Take the lines below beginning at the line that has "Target: finger" and stopping after the line that has "Target: dark window", and print them exactly as they are, with no other lines.

Start of RECORDS SHOWN

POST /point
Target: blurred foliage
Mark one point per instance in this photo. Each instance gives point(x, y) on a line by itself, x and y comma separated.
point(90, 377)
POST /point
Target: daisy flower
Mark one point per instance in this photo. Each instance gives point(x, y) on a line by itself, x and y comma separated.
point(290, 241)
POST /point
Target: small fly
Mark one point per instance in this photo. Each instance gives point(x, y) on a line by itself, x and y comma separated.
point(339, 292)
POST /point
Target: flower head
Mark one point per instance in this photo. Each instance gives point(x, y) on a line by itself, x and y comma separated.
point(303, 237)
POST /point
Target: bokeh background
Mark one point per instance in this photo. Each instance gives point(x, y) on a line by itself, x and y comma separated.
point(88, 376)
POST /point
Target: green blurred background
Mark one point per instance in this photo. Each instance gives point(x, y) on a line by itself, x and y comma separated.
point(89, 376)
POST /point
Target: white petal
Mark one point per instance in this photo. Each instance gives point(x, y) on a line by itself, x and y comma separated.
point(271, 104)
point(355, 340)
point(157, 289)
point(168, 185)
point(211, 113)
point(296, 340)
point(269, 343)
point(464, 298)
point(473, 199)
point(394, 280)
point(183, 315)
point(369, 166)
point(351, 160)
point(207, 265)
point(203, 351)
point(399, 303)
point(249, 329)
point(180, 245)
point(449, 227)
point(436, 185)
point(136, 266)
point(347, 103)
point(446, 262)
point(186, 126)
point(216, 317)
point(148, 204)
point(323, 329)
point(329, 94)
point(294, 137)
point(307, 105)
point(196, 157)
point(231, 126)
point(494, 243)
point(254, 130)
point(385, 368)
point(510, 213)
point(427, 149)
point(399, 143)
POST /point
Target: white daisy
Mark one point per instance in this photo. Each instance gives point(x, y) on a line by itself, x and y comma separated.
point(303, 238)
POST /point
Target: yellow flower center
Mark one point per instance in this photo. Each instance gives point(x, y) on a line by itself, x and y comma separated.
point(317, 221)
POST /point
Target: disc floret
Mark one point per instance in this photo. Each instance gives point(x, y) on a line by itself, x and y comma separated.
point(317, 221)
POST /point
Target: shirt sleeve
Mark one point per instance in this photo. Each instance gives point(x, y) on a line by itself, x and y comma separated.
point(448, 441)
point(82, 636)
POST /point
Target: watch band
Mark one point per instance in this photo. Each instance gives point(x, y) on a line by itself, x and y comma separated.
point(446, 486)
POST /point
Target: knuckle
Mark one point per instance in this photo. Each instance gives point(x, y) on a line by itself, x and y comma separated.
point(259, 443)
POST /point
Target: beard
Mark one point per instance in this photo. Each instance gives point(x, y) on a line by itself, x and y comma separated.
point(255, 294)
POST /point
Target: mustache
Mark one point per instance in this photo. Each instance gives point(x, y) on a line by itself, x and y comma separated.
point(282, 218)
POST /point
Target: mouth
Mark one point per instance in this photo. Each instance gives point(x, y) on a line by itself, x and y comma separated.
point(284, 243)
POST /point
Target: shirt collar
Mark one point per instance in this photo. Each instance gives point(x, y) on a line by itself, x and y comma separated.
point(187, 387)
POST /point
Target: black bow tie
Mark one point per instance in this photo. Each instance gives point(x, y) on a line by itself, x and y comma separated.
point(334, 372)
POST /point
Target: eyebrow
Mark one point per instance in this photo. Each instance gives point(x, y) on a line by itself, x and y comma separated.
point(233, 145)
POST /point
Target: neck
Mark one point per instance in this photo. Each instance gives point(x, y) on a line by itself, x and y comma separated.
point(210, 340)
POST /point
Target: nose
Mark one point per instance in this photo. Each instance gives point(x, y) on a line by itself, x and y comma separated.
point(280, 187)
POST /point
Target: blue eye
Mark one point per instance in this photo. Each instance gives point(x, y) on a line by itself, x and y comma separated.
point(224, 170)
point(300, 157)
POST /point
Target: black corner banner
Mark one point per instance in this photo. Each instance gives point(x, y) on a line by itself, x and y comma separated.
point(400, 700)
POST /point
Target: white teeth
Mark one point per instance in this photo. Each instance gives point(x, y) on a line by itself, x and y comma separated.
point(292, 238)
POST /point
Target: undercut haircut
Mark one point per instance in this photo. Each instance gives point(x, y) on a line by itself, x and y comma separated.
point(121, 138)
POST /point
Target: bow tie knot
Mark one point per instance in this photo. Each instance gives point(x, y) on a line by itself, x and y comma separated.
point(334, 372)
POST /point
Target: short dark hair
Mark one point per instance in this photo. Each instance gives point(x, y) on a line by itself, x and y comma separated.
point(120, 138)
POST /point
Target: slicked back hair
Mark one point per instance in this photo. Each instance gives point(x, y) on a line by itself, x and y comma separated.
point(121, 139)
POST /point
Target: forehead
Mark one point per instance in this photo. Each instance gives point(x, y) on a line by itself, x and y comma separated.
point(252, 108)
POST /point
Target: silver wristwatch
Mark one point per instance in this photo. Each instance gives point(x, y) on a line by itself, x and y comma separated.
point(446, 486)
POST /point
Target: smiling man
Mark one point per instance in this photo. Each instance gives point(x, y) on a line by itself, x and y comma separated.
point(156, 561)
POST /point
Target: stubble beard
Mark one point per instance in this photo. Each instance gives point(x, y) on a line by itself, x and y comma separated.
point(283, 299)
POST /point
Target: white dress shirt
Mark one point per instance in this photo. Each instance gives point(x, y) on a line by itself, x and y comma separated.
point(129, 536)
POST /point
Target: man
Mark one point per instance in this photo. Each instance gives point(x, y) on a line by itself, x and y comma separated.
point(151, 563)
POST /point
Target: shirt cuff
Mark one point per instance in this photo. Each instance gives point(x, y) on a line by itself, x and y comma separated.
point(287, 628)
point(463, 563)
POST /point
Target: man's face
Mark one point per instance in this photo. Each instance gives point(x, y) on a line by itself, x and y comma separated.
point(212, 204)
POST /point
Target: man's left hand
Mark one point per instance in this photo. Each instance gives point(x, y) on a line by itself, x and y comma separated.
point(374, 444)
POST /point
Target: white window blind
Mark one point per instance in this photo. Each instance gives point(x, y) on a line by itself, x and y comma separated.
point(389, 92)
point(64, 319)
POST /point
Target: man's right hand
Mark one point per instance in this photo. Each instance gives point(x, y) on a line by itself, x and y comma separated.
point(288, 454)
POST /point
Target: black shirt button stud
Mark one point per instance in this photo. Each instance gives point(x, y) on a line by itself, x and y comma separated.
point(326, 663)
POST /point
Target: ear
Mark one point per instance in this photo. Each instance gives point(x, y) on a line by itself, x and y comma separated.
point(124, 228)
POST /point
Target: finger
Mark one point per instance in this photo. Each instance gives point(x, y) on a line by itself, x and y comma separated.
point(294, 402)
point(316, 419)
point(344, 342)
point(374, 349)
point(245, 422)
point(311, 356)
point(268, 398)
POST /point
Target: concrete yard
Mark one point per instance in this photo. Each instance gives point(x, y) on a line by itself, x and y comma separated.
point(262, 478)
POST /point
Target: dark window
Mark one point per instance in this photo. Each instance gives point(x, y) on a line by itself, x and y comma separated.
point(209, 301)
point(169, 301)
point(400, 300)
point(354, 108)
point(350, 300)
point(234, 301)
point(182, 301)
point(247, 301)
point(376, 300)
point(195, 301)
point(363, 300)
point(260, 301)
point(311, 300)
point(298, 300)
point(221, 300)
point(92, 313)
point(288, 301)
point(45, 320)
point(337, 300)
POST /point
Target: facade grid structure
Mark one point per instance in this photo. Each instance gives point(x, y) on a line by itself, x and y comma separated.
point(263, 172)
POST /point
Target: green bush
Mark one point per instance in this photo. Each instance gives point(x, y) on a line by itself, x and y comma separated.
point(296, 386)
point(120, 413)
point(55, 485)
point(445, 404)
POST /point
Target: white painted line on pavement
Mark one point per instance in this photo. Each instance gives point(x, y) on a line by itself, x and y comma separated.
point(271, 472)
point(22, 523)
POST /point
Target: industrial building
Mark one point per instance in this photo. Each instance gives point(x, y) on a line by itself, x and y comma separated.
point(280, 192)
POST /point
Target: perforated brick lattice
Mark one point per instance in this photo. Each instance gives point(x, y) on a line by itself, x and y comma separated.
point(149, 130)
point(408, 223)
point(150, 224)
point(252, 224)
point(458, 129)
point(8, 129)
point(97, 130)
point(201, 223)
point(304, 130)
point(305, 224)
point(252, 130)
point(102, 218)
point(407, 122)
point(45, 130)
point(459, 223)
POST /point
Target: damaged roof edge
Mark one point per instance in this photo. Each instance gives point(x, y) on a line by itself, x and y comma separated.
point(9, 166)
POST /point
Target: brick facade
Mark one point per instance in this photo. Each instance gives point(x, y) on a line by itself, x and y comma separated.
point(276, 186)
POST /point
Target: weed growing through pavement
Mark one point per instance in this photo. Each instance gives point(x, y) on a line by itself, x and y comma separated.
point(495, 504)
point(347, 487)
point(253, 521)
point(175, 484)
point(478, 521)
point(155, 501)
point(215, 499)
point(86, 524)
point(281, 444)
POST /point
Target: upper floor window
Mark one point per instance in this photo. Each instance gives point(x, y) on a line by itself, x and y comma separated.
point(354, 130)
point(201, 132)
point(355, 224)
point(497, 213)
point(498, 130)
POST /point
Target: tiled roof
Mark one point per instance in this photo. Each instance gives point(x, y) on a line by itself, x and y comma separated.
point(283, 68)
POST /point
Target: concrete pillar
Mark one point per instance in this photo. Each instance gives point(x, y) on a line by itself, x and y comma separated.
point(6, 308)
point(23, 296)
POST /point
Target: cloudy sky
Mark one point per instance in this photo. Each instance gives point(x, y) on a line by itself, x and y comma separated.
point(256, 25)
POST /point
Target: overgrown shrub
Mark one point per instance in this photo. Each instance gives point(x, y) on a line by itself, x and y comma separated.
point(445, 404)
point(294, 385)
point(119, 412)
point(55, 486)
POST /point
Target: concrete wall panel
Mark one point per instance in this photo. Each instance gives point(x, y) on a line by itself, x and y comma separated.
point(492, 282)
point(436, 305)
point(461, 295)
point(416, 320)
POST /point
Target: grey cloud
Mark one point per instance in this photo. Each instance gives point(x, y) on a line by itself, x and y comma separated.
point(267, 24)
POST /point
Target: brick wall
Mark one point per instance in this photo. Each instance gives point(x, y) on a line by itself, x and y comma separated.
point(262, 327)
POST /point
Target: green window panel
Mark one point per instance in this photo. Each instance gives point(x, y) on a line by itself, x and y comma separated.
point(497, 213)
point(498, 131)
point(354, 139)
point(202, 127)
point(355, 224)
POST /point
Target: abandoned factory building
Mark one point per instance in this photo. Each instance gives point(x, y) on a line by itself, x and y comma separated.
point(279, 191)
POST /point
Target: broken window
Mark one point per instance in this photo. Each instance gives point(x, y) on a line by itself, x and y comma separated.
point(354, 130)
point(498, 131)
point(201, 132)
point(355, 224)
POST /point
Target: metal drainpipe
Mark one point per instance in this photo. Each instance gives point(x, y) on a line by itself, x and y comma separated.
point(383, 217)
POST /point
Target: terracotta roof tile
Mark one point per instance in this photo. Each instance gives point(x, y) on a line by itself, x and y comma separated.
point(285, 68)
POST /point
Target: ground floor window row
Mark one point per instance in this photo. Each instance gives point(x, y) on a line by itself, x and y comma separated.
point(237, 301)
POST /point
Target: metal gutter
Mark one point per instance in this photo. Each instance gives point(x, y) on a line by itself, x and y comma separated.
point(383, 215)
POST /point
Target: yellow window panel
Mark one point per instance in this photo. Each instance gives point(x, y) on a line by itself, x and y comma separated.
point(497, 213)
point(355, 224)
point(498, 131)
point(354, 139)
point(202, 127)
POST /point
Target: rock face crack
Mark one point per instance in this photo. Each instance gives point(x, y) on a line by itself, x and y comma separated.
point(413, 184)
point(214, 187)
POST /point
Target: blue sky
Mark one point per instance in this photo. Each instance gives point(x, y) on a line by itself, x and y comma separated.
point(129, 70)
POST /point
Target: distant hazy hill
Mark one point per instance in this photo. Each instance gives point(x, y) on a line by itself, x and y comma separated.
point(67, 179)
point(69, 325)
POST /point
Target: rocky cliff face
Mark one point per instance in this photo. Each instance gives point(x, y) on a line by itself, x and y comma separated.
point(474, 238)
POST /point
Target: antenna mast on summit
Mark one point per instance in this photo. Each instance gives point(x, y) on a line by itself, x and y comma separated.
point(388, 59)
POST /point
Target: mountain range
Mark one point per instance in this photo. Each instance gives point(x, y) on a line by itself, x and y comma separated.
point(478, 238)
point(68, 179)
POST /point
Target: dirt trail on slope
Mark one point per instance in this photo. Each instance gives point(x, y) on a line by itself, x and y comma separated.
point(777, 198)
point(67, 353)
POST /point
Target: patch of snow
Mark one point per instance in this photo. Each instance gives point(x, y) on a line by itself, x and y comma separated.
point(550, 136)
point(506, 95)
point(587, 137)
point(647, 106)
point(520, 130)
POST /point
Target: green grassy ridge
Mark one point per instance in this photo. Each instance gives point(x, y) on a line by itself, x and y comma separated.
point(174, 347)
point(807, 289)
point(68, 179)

End of RECORDS SHOWN

▶ _SOLUTION TO THE EXERCISE_:
Target: finger
Mark one point per instance in this photo. Each instance gives point(x, y) on a line by itself, x and y comma separated.
point(294, 402)
point(316, 419)
point(344, 342)
point(374, 349)
point(245, 422)
point(311, 356)
point(268, 398)
POST /point
Target: concrete yard
Mark one point per instance in this photo. Each instance gives point(x, y) on a line by itself, x and y comma separated.
point(262, 478)
POST /point
Target: dark window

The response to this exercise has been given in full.